All lines from the one with "Trace the outline of every instance of the <item>water" to the end need to be copied exactly, with nothing before them.

=== EXTRACTED MATERIAL ===

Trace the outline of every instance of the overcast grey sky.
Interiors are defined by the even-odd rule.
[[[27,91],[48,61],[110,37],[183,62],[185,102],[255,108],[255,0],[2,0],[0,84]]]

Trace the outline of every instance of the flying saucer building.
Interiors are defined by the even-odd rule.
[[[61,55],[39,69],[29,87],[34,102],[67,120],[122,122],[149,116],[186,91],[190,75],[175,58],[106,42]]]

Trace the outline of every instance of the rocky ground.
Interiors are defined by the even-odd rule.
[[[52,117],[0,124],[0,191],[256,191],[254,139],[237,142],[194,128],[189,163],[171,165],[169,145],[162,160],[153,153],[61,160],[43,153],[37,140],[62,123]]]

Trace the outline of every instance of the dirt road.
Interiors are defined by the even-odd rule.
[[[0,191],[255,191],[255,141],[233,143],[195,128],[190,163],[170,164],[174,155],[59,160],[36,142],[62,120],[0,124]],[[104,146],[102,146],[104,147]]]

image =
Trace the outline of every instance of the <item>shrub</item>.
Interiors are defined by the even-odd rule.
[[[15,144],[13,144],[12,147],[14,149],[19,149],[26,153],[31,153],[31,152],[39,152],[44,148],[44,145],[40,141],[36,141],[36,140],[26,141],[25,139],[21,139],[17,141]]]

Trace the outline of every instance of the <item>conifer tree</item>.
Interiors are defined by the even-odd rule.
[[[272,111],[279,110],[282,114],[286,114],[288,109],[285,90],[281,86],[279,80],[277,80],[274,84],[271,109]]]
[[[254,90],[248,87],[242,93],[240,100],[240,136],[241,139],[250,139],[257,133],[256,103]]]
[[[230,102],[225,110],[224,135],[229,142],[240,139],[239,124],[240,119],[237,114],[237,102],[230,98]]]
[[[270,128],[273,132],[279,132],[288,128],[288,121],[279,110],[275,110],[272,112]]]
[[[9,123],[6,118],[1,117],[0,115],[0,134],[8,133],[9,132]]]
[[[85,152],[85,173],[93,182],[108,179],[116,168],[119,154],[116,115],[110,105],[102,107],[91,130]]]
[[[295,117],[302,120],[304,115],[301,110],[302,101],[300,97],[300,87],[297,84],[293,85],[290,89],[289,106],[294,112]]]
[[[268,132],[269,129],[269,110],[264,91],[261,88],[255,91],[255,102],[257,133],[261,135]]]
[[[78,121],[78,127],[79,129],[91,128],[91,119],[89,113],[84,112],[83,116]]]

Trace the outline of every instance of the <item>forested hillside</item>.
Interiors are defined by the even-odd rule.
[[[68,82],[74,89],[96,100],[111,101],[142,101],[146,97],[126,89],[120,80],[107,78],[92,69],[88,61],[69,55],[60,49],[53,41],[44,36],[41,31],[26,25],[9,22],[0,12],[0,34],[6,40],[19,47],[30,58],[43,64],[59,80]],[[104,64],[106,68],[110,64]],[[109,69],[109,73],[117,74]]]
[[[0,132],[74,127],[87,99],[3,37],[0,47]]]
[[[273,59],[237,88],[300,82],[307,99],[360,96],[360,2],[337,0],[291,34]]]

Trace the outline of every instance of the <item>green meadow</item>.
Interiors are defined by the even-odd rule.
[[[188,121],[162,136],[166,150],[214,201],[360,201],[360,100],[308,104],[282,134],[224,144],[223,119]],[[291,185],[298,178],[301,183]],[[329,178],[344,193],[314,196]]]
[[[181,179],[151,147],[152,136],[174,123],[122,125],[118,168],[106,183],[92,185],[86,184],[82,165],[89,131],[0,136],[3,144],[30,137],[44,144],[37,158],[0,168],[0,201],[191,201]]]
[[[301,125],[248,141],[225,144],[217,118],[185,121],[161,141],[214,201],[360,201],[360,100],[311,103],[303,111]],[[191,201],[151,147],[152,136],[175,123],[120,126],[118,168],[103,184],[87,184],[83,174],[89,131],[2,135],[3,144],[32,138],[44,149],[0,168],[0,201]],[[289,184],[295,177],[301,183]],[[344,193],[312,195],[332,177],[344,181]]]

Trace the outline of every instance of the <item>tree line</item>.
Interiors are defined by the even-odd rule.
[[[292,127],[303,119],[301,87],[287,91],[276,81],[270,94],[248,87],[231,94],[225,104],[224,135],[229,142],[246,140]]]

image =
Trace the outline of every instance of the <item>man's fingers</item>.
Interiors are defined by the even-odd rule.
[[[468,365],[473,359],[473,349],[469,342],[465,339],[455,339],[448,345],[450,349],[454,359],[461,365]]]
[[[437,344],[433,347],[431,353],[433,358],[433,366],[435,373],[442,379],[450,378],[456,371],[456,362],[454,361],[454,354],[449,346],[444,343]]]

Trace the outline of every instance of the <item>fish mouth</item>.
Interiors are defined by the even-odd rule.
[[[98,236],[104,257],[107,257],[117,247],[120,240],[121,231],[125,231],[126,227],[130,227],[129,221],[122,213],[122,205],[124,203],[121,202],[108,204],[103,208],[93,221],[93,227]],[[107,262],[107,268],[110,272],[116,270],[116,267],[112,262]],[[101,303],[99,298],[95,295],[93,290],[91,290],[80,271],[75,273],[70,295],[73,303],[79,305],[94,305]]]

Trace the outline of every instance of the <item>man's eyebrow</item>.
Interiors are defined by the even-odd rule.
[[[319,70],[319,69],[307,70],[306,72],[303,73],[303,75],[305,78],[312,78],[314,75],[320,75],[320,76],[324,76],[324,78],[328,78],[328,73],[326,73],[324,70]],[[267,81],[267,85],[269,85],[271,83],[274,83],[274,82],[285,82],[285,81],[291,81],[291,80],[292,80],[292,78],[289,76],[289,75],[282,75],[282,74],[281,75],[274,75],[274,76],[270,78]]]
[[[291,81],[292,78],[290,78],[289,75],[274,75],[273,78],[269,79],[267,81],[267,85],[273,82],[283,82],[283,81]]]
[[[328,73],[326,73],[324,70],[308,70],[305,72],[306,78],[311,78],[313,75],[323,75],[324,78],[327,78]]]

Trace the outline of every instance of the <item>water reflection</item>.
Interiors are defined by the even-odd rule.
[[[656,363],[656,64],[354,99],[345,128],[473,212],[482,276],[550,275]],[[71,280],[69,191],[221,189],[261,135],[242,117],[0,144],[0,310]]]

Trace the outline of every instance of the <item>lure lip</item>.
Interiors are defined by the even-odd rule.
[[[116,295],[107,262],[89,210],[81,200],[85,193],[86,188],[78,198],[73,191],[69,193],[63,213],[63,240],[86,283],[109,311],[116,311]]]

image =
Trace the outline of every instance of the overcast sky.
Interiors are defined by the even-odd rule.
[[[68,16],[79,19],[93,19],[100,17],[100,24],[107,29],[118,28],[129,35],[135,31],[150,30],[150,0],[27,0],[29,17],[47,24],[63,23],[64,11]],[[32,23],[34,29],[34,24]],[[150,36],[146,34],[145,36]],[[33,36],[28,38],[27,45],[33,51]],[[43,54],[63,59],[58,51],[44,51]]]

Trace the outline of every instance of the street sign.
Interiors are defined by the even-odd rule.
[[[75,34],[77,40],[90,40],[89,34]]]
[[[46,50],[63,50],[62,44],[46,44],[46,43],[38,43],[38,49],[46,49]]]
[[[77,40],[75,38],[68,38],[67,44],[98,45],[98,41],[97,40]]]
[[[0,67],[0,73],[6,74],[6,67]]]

===

> **TASK ANSWER**:
Trace the outline of every instance of the <item>water reflection</item>.
Interiors are defined by the even-odd rule.
[[[656,363],[656,64],[354,99],[345,128],[473,212],[482,276],[550,275]],[[71,280],[69,191],[221,189],[261,135],[242,117],[0,144],[0,310]]]

Trace the outline of every instance of the <item>lure lip</item>.
Interiors are defined by the even-odd rule.
[[[116,295],[107,262],[89,210],[81,200],[85,193],[86,188],[78,198],[73,191],[69,193],[63,213],[63,240],[86,283],[109,311],[116,311]]]

image =
Trace the outline of every instance of the overcast sky.
Interiors are defined by the even-odd rule.
[[[68,16],[79,19],[93,19],[100,17],[100,24],[107,29],[118,28],[129,35],[135,31],[150,30],[150,0],[27,0],[29,17],[47,24],[63,23],[64,11]],[[32,23],[34,29],[34,24]],[[150,36],[146,34],[145,36]],[[33,36],[28,38],[27,45],[33,51]],[[43,54],[63,59],[58,51],[44,51]]]

Trace the outline of every instance of the street sign.
Interiors are defined by the even-odd rule.
[[[75,34],[77,40],[90,40],[89,34]]]
[[[46,50],[63,50],[62,44],[46,44],[46,43],[38,43],[38,49],[46,49]]]
[[[77,40],[75,38],[68,38],[67,44],[98,45],[98,41],[97,40]]]
[[[0,67],[0,73],[6,74],[6,67]]]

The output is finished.